PROBLEM: Look through the material below. Return exactly the lines from the one with "Put one point on every instance of the small" through the one with "Put one point on every instance of the lantern", both included.

RECORDS TO USE:
.....

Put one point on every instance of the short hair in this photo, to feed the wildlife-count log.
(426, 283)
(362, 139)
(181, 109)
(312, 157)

.....

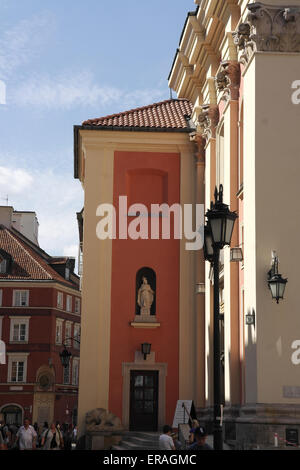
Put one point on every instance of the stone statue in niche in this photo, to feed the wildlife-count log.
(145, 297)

.....

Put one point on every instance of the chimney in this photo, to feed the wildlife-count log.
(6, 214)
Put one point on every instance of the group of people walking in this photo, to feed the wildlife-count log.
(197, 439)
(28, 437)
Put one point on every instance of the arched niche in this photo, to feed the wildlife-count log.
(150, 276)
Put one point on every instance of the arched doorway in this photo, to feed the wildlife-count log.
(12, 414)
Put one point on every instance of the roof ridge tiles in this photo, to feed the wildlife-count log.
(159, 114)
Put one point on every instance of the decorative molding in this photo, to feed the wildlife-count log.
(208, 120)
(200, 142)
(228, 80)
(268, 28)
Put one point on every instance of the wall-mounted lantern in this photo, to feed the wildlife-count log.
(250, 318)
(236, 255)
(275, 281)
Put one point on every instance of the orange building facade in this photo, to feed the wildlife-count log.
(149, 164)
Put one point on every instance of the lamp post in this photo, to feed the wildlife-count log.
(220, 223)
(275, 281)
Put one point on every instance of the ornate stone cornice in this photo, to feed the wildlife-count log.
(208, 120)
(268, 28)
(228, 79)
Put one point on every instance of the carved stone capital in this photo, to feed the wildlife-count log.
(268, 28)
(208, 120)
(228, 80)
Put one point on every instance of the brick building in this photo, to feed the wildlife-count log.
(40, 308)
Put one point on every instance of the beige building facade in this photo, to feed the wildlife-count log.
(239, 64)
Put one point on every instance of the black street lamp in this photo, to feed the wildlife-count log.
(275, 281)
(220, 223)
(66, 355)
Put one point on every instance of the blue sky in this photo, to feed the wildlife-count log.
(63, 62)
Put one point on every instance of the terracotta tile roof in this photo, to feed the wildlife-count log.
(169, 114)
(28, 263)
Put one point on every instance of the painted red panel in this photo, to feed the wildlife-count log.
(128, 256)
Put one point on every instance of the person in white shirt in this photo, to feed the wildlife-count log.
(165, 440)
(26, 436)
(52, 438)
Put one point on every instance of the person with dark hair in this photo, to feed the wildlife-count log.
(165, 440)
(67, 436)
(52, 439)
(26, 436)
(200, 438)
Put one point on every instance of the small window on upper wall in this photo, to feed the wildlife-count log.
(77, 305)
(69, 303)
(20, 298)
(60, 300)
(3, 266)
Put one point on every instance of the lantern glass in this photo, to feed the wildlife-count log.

.....

TASK OUTPUT:
Put one point on every instance of the small window on upper wall in this photo, to feed the wildlife-count log.
(77, 305)
(69, 303)
(20, 298)
(60, 300)
(3, 266)
Put one point on every instance of the lantern glass in this photo, to feed the wildlife-count log.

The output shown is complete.